» TASK STATEMENT: Copy the data below word for word, keeping every line as it is. Leave out the pictures.

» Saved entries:
++++++++++

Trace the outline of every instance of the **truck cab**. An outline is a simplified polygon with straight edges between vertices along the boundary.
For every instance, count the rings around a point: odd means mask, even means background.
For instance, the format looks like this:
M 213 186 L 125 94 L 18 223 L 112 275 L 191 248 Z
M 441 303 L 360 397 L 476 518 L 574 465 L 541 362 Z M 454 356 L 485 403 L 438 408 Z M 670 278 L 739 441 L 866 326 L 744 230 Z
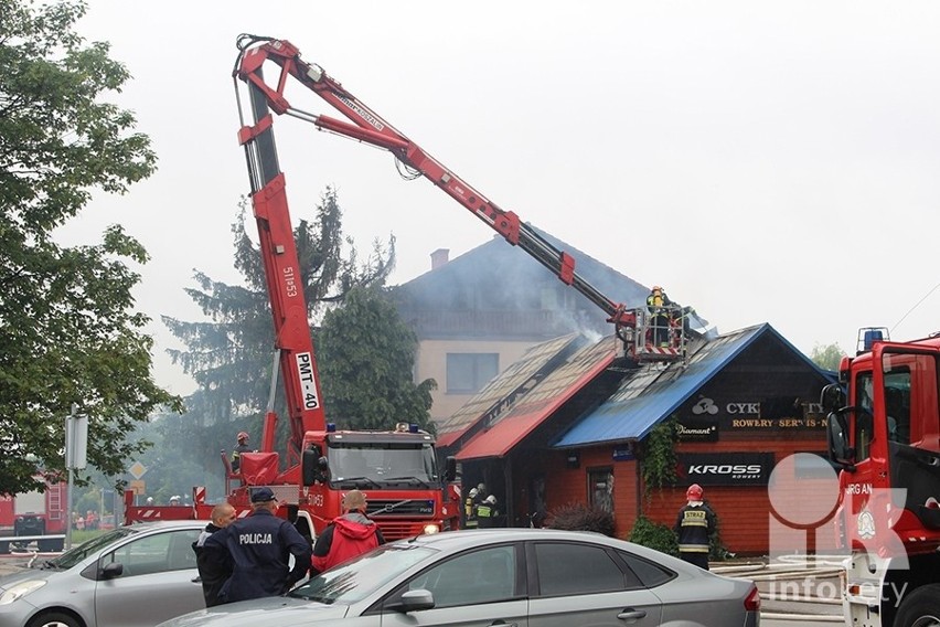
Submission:
M 851 551 L 844 605 L 857 627 L 940 615 L 938 363 L 938 338 L 873 338 L 823 390 L 837 543 Z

++++++++++

» ANSWER BELOW:
Trace the outline of every instance of the **truck cab**. An outline is a simplified polygon with straight edges between vertices along the boundary.
For every instance, count the rings around a point: odd means mask, even means background.
For instance, the format looks like this:
M 213 186 L 125 94 L 18 223 L 112 275 L 191 248 Z
M 441 303 L 360 397 L 476 518 L 574 465 L 541 362 Z M 454 356 L 485 403 L 438 408 Z M 670 278 L 739 441 L 866 326 L 744 230 Z
Submission:
M 851 551 L 844 605 L 857 627 L 940 615 L 938 363 L 938 338 L 873 338 L 823 390 L 837 543 Z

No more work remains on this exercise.